Task prompt ▸ Could you rewrite the lines below, from the one containing "crest on blue" through the last line, replacing "Kindly" with "Please" and keeping everything else the same?
─── Records to process ───
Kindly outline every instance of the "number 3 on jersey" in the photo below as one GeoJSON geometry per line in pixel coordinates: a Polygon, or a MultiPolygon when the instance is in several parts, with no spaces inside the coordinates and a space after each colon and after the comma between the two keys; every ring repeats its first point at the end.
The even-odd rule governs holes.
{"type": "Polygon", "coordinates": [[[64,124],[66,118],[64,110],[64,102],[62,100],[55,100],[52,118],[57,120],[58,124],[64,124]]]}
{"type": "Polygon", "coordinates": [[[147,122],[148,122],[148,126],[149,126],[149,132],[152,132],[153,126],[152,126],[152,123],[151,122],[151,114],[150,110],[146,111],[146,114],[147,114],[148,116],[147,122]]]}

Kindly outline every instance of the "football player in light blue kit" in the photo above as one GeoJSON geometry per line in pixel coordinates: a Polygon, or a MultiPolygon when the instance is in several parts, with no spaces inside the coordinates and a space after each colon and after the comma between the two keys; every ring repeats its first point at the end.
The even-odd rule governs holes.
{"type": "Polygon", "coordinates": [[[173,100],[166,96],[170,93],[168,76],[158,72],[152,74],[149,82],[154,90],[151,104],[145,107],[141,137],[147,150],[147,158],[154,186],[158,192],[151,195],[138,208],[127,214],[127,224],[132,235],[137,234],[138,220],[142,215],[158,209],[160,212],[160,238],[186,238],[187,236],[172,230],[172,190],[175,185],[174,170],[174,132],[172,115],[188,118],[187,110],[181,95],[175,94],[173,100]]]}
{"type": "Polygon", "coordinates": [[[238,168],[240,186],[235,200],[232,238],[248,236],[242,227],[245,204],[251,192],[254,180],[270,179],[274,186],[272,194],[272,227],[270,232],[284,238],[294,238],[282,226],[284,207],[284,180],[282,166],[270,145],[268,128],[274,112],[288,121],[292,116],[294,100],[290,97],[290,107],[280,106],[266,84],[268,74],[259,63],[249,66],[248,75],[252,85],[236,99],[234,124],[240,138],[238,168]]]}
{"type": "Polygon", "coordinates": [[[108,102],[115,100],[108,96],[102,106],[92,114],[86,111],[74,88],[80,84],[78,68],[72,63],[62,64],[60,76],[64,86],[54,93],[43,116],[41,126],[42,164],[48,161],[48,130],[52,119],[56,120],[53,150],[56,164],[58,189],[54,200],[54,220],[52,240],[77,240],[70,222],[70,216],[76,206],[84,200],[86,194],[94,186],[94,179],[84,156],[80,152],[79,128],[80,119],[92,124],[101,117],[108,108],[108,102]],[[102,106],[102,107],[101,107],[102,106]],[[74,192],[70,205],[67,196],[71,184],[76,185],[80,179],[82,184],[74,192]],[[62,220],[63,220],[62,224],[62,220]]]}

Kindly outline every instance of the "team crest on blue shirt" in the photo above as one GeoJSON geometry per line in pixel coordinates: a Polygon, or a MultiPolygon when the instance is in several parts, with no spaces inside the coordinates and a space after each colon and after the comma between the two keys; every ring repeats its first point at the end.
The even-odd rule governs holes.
───
The completed task ▸
Please outline every instance of the "team crest on blue shirt" in the photo above as one GeoJSON geometry per line in pixel coordinates: a Polygon, or a MultiPolygon when the instance is in several parts, with no spaces inside the coordinates and a space after each colon and after the comma between the two keys; every ring repeats its first point at the end.
The even-odd rule governs holes.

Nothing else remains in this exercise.